**TASK MATERIAL:**
----------

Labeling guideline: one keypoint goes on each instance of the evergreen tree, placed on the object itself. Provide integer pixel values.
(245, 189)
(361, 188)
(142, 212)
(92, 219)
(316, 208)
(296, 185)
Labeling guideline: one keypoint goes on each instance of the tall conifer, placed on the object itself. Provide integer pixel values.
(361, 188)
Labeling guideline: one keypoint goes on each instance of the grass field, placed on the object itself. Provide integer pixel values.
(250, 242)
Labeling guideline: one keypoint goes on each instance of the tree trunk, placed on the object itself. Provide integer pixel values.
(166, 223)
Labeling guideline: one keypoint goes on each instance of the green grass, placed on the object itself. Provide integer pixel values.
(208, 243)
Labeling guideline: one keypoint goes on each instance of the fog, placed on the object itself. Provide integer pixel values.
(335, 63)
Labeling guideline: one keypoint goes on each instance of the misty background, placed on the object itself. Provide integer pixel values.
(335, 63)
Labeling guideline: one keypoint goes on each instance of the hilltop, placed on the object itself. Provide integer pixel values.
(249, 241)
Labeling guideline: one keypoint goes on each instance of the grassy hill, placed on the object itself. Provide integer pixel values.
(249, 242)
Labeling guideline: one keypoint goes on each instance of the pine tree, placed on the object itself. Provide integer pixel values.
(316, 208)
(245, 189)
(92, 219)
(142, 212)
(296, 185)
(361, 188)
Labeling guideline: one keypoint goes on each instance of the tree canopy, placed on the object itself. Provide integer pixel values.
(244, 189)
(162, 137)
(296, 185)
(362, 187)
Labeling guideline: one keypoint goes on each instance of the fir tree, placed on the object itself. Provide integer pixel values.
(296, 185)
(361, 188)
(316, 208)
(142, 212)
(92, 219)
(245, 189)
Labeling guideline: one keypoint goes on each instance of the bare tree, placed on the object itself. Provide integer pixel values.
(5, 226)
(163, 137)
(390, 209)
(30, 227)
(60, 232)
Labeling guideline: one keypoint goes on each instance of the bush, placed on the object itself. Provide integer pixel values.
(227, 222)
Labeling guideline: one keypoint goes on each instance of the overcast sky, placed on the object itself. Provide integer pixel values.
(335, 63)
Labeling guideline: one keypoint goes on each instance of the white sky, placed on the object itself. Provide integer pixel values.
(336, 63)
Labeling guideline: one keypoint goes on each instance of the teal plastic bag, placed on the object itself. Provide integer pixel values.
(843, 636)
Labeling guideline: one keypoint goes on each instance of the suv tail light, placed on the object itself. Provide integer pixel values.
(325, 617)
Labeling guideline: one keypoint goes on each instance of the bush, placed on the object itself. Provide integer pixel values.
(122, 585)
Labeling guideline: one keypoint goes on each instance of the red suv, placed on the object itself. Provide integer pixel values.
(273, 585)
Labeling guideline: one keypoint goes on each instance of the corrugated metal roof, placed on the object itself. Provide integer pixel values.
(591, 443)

----------

**EXERCISE DETAILS:**
Set down, word for word, only the lines running from the line with "tree canopy, placed" to the last line of the listing above. Both of those lines belong in your answer.

**WRITTEN SOLUTION:**
Labeling guideline: one keypoint goes on each instance of the tree canopy, placed on the object itself. Provide integer pixel values.
(244, 189)
(162, 137)
(296, 185)
(362, 187)
Labeling guideline: one keypoint goes on each instance of the fir tree, placed on the object itself. Provide integer pixel values.
(296, 185)
(361, 188)
(316, 208)
(142, 212)
(92, 219)
(245, 189)
Labeling guideline: one keypoint goes on each instance of the bare tree, placed on the object itself. Provide integer pixel values.
(5, 226)
(163, 137)
(390, 209)
(30, 227)
(60, 232)
Labeling guideline: one keypoint goes on each instance of the bush, placed on the object itself. Provide integer pixel values.
(227, 222)
Labeling guideline: one keypoint goes on each instance of the overcast sky, placed on the object itself. Provide integer pixel values.
(335, 63)
Labeling guideline: one keypoint goes on each instance of the white sky, placed on the object itself. Provide integer pixel values.
(336, 63)
Labeling guideline: one keypoint goes on each instance of the teal plastic bag, placed on the object itself. Provide integer pixel values.
(843, 636)
Labeling guideline: one keypoint goes on each instance of the suv tail light, placed on the object itself. Provide integer pixel values.
(325, 617)
Labeling guideline: one keypoint goes on each instance of the bush, placed on the object itself. Provide integer pixel values.
(122, 585)
Labeling guideline: one keypoint goes on each instance of the red suv, placed on the object itself. Provide integer pixel values.
(273, 585)
Labeling guideline: one keypoint goes on each instance of the corrugated metal roof, placed on the object itself. Provide integer pixel values.
(591, 443)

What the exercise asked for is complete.